== Activity ==
Only the lines from the one containing "The component shall locate the black police" to the end of the data below belong in the answer, each repeated exactly; no pictures.
══ Record set
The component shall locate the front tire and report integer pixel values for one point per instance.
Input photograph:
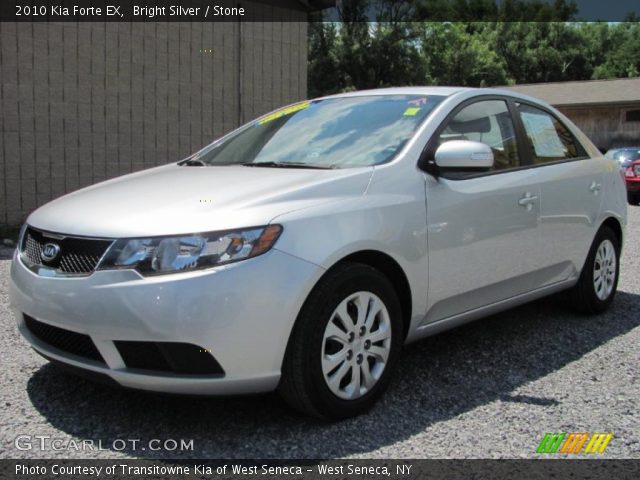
(344, 345)
(598, 281)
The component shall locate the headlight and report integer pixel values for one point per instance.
(157, 255)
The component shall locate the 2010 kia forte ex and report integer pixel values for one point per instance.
(301, 251)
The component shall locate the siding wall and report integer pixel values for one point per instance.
(84, 102)
(606, 126)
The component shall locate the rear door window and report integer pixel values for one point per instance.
(548, 139)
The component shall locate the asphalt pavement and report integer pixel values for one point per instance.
(490, 389)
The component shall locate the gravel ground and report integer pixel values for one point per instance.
(486, 390)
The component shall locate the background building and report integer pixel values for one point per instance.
(84, 102)
(607, 111)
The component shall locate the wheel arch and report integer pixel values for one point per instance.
(391, 269)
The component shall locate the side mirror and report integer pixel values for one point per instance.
(464, 154)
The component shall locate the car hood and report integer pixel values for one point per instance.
(174, 199)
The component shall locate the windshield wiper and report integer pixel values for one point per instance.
(192, 162)
(288, 165)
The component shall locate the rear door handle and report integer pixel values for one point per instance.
(528, 200)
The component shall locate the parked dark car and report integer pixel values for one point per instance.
(629, 158)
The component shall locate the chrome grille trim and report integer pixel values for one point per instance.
(79, 256)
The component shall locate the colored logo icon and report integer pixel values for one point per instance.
(576, 442)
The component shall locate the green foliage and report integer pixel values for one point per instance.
(397, 50)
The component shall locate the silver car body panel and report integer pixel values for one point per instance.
(460, 264)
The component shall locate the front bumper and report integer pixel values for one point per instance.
(241, 313)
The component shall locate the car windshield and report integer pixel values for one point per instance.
(331, 133)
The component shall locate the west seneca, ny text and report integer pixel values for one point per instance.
(46, 442)
(403, 470)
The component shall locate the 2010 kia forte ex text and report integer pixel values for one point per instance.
(301, 251)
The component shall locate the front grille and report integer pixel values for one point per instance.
(65, 340)
(169, 357)
(78, 256)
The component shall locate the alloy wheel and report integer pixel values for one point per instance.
(356, 345)
(604, 269)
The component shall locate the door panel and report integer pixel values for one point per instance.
(571, 193)
(483, 240)
(569, 208)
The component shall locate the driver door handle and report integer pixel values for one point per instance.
(528, 200)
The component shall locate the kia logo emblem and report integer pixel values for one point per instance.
(49, 252)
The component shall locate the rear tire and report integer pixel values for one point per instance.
(344, 345)
(598, 281)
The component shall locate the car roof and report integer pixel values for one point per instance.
(440, 91)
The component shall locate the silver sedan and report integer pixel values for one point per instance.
(303, 250)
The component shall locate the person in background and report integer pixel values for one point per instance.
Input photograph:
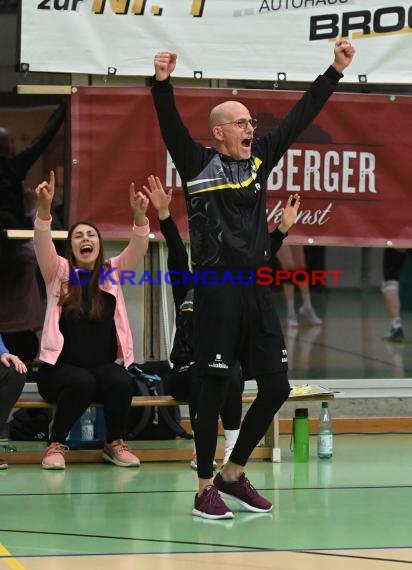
(86, 327)
(225, 191)
(292, 258)
(12, 379)
(21, 315)
(393, 261)
(15, 165)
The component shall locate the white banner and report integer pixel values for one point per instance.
(224, 39)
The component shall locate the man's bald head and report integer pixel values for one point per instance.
(225, 113)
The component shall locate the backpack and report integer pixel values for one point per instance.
(30, 424)
(151, 422)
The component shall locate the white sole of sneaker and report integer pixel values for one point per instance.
(193, 465)
(246, 506)
(228, 515)
(119, 463)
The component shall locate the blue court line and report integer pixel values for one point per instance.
(350, 352)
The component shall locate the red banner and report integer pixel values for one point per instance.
(351, 166)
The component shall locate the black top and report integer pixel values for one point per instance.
(177, 260)
(226, 198)
(89, 342)
(13, 169)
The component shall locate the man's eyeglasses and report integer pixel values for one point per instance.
(241, 123)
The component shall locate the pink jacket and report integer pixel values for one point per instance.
(55, 271)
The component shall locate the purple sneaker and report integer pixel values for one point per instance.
(243, 492)
(209, 505)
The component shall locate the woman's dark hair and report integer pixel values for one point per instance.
(72, 300)
(12, 258)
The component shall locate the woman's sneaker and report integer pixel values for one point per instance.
(242, 492)
(209, 505)
(118, 453)
(54, 456)
(193, 462)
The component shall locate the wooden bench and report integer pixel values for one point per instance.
(269, 449)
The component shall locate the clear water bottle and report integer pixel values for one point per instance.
(87, 425)
(325, 434)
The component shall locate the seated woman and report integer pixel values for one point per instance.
(86, 327)
(12, 379)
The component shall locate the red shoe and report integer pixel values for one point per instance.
(118, 453)
(209, 505)
(54, 456)
(242, 492)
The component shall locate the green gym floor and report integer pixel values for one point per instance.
(347, 512)
(352, 512)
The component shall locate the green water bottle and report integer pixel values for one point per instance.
(301, 435)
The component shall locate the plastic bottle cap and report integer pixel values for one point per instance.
(301, 413)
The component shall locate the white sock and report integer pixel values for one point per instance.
(231, 436)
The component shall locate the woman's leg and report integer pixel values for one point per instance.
(115, 391)
(72, 389)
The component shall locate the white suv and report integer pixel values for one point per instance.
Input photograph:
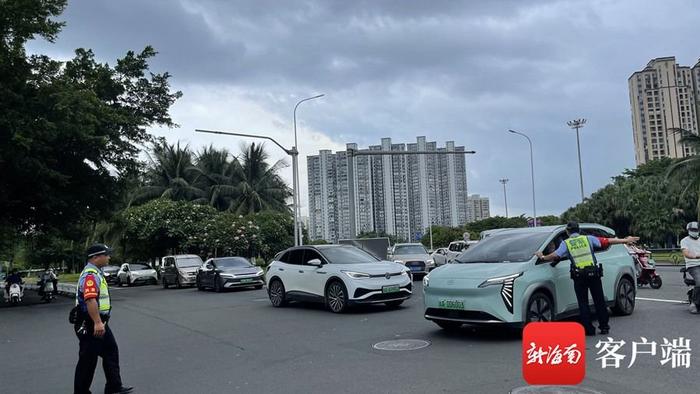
(338, 276)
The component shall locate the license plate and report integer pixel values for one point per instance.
(451, 304)
(390, 289)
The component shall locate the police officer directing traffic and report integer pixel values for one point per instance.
(91, 326)
(586, 272)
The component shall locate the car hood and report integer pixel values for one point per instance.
(407, 257)
(476, 270)
(239, 270)
(378, 268)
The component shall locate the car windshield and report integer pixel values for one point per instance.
(347, 255)
(232, 262)
(504, 248)
(185, 262)
(410, 249)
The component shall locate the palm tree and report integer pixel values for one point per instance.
(171, 175)
(688, 168)
(259, 187)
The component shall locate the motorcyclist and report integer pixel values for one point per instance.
(12, 279)
(46, 276)
(690, 246)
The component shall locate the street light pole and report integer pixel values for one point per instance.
(292, 152)
(505, 196)
(298, 233)
(577, 124)
(532, 176)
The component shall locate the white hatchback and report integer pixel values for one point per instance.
(338, 276)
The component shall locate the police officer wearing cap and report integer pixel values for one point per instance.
(91, 326)
(586, 272)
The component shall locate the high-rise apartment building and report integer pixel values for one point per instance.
(400, 195)
(664, 97)
(478, 208)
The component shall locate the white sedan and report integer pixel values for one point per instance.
(338, 276)
(131, 274)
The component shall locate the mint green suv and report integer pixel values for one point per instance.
(500, 281)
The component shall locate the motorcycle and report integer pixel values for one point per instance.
(15, 294)
(48, 293)
(645, 267)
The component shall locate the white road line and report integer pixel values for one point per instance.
(662, 300)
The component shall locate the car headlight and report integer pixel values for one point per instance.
(499, 280)
(356, 275)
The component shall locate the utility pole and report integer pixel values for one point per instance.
(505, 195)
(576, 125)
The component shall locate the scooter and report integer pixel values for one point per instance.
(645, 267)
(15, 294)
(690, 282)
(48, 292)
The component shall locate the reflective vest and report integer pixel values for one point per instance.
(580, 251)
(103, 301)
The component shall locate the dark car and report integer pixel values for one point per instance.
(229, 272)
(110, 273)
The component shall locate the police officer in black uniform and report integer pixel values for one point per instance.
(92, 312)
(586, 272)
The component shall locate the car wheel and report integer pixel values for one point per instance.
(448, 325)
(624, 297)
(540, 308)
(336, 297)
(393, 304)
(277, 294)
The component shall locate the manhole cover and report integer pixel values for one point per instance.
(554, 390)
(402, 344)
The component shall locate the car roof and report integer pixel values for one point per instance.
(549, 229)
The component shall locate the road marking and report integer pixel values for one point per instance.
(662, 300)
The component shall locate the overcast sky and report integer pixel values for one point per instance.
(448, 70)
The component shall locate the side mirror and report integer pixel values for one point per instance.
(315, 263)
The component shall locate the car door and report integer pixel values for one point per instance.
(313, 279)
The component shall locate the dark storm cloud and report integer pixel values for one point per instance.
(450, 70)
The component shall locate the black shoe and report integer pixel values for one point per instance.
(122, 390)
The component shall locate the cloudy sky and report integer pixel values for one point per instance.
(464, 71)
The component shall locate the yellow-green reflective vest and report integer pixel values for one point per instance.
(103, 300)
(580, 251)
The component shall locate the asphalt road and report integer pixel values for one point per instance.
(185, 341)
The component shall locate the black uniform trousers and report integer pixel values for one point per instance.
(90, 349)
(581, 286)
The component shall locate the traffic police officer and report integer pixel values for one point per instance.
(94, 334)
(586, 272)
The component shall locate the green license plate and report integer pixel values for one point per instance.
(451, 304)
(390, 289)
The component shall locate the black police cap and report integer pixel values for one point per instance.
(98, 249)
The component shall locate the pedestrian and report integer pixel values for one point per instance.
(586, 272)
(690, 246)
(92, 328)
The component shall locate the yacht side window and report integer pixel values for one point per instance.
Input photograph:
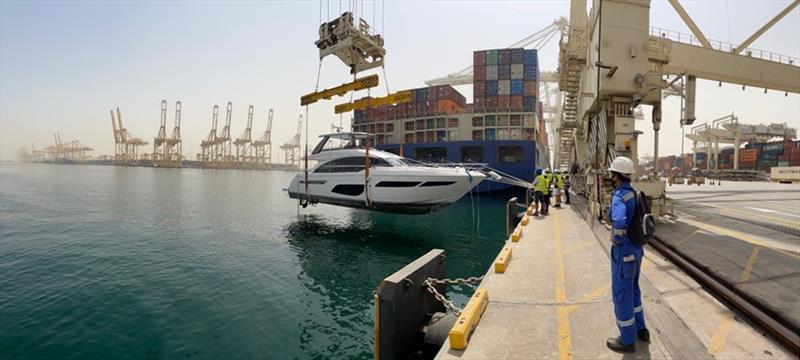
(350, 164)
════
== Answer below ==
The component shall locate the black police cap and report integer pixel values for one point per instance.
(98, 249)
The component shall locate the pedestrian and report integer pixel values for one point per instance.
(586, 272)
(690, 246)
(92, 328)
The component shall locate the yacht side window and report integer pixel values for one point per instance.
Input photograph:
(350, 164)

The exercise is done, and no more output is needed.